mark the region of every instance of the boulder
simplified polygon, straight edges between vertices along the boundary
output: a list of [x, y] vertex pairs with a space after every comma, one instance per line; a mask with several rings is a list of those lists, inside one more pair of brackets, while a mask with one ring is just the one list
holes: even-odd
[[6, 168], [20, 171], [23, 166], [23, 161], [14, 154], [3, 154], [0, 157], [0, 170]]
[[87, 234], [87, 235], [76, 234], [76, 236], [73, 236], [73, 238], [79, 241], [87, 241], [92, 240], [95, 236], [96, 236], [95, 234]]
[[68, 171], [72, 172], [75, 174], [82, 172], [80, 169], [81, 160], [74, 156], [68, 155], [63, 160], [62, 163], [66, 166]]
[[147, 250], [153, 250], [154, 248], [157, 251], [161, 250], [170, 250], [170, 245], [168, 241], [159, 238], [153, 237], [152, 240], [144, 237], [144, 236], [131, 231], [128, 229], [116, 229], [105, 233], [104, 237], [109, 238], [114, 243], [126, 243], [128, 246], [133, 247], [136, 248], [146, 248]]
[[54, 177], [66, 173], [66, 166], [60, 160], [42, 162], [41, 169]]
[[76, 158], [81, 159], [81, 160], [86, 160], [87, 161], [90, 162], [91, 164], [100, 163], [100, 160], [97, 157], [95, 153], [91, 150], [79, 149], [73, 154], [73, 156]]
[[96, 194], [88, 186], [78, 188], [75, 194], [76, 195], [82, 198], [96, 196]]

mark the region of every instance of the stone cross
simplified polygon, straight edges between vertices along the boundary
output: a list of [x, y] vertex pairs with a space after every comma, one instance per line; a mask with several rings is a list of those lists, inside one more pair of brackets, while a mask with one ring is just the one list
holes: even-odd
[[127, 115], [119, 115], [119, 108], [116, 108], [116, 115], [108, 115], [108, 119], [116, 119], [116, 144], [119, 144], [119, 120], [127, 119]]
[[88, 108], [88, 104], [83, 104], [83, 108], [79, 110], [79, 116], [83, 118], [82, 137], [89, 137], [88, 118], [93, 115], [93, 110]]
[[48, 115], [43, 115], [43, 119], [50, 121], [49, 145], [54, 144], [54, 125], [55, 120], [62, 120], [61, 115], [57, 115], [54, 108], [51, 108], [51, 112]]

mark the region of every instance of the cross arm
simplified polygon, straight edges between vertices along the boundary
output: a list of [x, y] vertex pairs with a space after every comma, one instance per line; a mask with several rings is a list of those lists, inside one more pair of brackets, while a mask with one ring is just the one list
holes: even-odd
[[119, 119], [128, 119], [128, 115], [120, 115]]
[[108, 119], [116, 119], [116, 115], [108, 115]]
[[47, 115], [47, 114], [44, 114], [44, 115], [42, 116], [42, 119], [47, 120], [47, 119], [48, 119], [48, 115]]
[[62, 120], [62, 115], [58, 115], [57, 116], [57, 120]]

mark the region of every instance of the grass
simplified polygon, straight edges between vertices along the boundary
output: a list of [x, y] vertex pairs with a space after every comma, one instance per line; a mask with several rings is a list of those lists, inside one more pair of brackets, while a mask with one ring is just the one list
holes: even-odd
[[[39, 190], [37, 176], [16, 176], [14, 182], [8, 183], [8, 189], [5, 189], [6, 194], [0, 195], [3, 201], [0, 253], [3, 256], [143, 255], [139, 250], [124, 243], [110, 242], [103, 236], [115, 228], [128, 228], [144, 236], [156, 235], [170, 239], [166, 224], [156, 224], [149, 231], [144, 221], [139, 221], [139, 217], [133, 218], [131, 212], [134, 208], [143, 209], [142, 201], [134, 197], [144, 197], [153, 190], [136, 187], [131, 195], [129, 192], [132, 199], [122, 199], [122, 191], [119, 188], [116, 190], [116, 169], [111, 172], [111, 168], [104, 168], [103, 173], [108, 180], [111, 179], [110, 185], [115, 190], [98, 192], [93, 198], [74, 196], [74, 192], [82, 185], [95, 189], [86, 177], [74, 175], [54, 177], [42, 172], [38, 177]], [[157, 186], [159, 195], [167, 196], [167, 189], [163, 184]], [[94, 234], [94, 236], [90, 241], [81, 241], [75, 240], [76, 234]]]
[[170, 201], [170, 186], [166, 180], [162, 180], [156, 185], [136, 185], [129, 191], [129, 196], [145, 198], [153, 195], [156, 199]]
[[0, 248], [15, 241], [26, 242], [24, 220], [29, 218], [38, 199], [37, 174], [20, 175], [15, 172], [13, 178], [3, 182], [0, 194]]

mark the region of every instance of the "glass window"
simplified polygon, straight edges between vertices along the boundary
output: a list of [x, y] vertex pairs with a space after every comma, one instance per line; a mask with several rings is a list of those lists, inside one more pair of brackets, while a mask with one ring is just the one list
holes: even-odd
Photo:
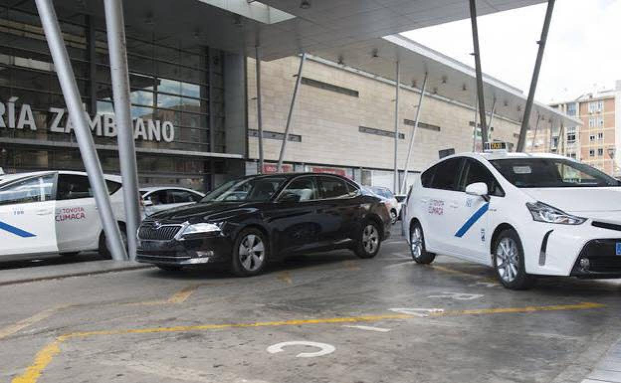
[[460, 191], [466, 190], [471, 184], [483, 182], [487, 186], [487, 194], [497, 197], [504, 196], [504, 192], [489, 170], [481, 163], [473, 160], [466, 160], [460, 184]]
[[324, 198], [347, 198], [351, 194], [347, 188], [347, 183], [337, 177], [319, 177], [321, 181], [321, 193]]
[[289, 184], [278, 201], [288, 202], [312, 201], [318, 199], [318, 194], [314, 177], [300, 177]]
[[268, 202], [286, 180], [284, 177], [253, 177], [225, 182], [201, 202]]
[[597, 169], [571, 160], [516, 158], [490, 162], [507, 181], [517, 187], [621, 186], [620, 181]]
[[19, 181], [0, 188], [0, 205], [40, 202], [53, 199], [54, 174]]
[[461, 158], [451, 158], [438, 164], [431, 187], [442, 190], [456, 190], [461, 162]]

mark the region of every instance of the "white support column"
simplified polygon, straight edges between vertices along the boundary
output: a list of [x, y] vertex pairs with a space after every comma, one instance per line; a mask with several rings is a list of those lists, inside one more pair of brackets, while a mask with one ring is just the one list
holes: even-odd
[[263, 173], [263, 125], [261, 115], [261, 48], [255, 46], [255, 71], [256, 85], [256, 130], [258, 131], [259, 174]]
[[58, 76], [58, 82], [60, 83], [69, 117], [73, 125], [80, 155], [95, 196], [95, 202], [101, 217], [108, 246], [115, 261], [125, 261], [127, 254], [112, 212], [110, 195], [101, 170], [101, 164], [95, 150], [93, 136], [91, 135], [91, 128], [86, 115], [82, 107], [79, 91], [78, 90], [73, 69], [69, 61], [69, 56], [58, 26], [56, 12], [52, 0], [35, 0], [35, 3]]
[[414, 146], [414, 138], [416, 137], [416, 131], [419, 128], [419, 120], [420, 119], [420, 109], [422, 108], [423, 99], [425, 97], [425, 89], [427, 88], [427, 73], [425, 73], [425, 78], [423, 79], [423, 88], [420, 89], [420, 97], [419, 97], [419, 106], [416, 109], [416, 119], [414, 120], [414, 127], [412, 130], [412, 135], [410, 137], [410, 145], [407, 148], [407, 156], [406, 157], [406, 167], [403, 171], [403, 182], [401, 184], [402, 193], [405, 193], [406, 187], [407, 186], [407, 171], [410, 164], [410, 156], [412, 154], [412, 148]]
[[291, 117], [293, 115], [293, 108], [296, 106], [296, 98], [297, 97], [297, 89], [300, 87], [302, 81], [302, 70], [304, 69], [304, 61], [306, 61], [306, 53], [302, 53], [300, 58], [300, 67], [297, 69], [297, 78], [296, 79], [296, 86], [293, 88], [293, 96], [291, 96], [291, 104], [289, 107], [289, 114], [287, 115], [287, 125], [284, 128], [284, 137], [283, 137], [283, 145], [280, 147], [280, 154], [278, 155], [278, 166], [276, 171], [283, 171], [283, 158], [284, 157], [284, 150], [289, 141], [289, 128], [291, 126]]
[[112, 94], [114, 98], [114, 115], [117, 131], [119, 132], [119, 160], [123, 179], [128, 253], [130, 260], [133, 261], [136, 258], [138, 246], [136, 233], [140, 223], [138, 205], [140, 194], [138, 190], [136, 145], [132, 121], [129, 68], [127, 63], [123, 3], [121, 0], [104, 0], [104, 6], [106, 10]]
[[397, 60], [397, 81], [394, 83], [394, 176], [392, 182], [392, 190], [395, 194], [399, 192], [399, 167], [397, 164], [397, 151], [399, 149], [399, 88], [401, 88], [400, 76], [401, 70], [399, 66], [399, 59]]

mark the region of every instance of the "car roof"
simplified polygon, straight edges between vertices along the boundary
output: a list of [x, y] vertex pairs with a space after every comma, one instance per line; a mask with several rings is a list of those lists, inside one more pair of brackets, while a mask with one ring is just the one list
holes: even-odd
[[[20, 178], [27, 177], [34, 177], [42, 174], [48, 174], [53, 173], [58, 173], [60, 174], [73, 174], [76, 176], [86, 176], [86, 173], [84, 171], [72, 171], [70, 170], [47, 170], [43, 171], [31, 171], [23, 173], [15, 173], [11, 174], [2, 174], [0, 176], [0, 184], [3, 184], [9, 181], [13, 181]], [[104, 174], [104, 178], [108, 181], [112, 181], [119, 183], [122, 183], [122, 178], [120, 176], [113, 176], [111, 174]]]

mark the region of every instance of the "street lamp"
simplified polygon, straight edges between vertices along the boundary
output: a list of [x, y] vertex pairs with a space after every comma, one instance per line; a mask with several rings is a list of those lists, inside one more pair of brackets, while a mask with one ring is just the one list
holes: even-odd
[[617, 149], [614, 146], [610, 146], [607, 150], [608, 156], [610, 158], [612, 161], [612, 174], [610, 174], [613, 177], [615, 176], [615, 153], [617, 152]]

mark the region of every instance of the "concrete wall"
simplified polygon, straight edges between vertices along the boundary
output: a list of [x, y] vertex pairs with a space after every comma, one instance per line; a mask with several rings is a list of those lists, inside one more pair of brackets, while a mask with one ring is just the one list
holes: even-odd
[[[263, 125], [264, 131], [283, 132], [286, 122], [300, 59], [291, 56], [261, 63]], [[248, 60], [248, 128], [256, 128], [255, 63]], [[394, 86], [361, 74], [307, 60], [303, 77], [357, 91], [359, 97], [343, 94], [310, 85], [301, 85], [291, 128], [302, 136], [302, 142], [289, 142], [286, 162], [318, 163], [341, 166], [389, 169], [393, 168], [394, 139], [359, 132], [363, 126], [394, 131]], [[402, 124], [414, 120], [419, 94], [402, 89], [400, 94], [398, 163], [402, 169], [412, 127]], [[426, 97], [421, 122], [437, 125], [440, 132], [419, 128], [415, 140], [410, 169], [420, 171], [438, 159], [438, 151], [454, 148], [456, 153], [472, 148], [474, 119], [472, 109]], [[516, 143], [514, 133], [520, 125], [494, 119], [494, 138]], [[281, 141], [265, 139], [265, 160], [276, 160]], [[258, 158], [257, 140], [249, 139], [249, 158]]]

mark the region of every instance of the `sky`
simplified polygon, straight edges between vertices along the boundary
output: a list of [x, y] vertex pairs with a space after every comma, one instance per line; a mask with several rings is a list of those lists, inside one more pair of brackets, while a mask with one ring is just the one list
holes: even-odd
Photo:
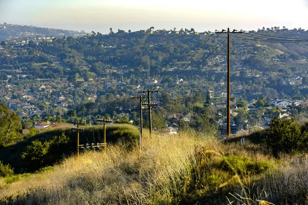
[[99, 31], [285, 26], [308, 29], [308, 0], [0, 0], [0, 23]]

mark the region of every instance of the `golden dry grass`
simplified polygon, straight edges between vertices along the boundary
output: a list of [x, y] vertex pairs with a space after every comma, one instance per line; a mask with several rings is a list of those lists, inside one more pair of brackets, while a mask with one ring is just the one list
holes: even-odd
[[[202, 201], [202, 197], [211, 190], [210, 187], [204, 184], [203, 188], [201, 182], [191, 181], [197, 173], [192, 171], [198, 160], [196, 150], [202, 147], [202, 150], [218, 153], [210, 159], [213, 164], [221, 161], [219, 155], [226, 154], [279, 163], [273, 157], [262, 154], [260, 151], [261, 148], [248, 141], [241, 146], [239, 143], [224, 145], [213, 137], [188, 133], [153, 134], [151, 138], [146, 134], [141, 153], [138, 146], [128, 151], [125, 145], [120, 143], [107, 147], [106, 162], [103, 152], [88, 151], [81, 154], [79, 159], [76, 157], [66, 159], [54, 166], [53, 171], [33, 174], [9, 184], [6, 184], [4, 178], [0, 178], [0, 199], [25, 204], [176, 204], [199, 199]], [[217, 168], [210, 167], [212, 163], [207, 163], [206, 165], [211, 170], [208, 178], [213, 178], [214, 174], [225, 174]], [[238, 180], [232, 175], [225, 178], [223, 182], [227, 185], [228, 183], [238, 185]], [[258, 178], [263, 180], [262, 176], [256, 178]], [[192, 192], [191, 184], [202, 186], [203, 188]], [[250, 186], [249, 183], [243, 184], [246, 188]], [[236, 190], [240, 195], [242, 194], [240, 190], [243, 189], [239, 187]], [[215, 189], [213, 189], [214, 192], [217, 191]], [[190, 195], [187, 194], [189, 191], [192, 193]], [[251, 194], [247, 192], [249, 197], [253, 195], [252, 192]], [[196, 198], [191, 198], [192, 194]], [[263, 196], [252, 199], [251, 203], [266, 199]], [[180, 201], [183, 199], [186, 202]], [[215, 204], [227, 201], [222, 195], [211, 201], [209, 203]], [[240, 199], [237, 201], [241, 202]], [[249, 204], [247, 201], [244, 200], [241, 204]]]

^^^^^^^^^^^^^^^^

* _Short exercise_
Copy out the lines from the one containing "mark the region of every instance of the cross" through the one containing "[[62, 120], [62, 115], [58, 115], [57, 116], [57, 120]]", replacing "cross arm" with "crossbar" and keeping everything else the same.

* _Finished answer_
mark the region of every instance of the crossbar
simplified polygon, straight edges between vertices along the boundary
output: a list of [x, y] vertex pairs with a space after every comma, one instance per line; a mask with several rings is a list of those lists, inside one more pair of brackets, while a mask with one ring is just the one list
holes: even-odd
[[119, 119], [128, 119], [128, 115], [120, 115]]
[[108, 119], [116, 119], [116, 115], [108, 115]]
[[47, 115], [47, 114], [44, 114], [44, 115], [42, 116], [42, 119], [47, 120], [47, 119], [48, 119], [48, 115]]
[[62, 120], [62, 115], [58, 115], [57, 116], [57, 120]]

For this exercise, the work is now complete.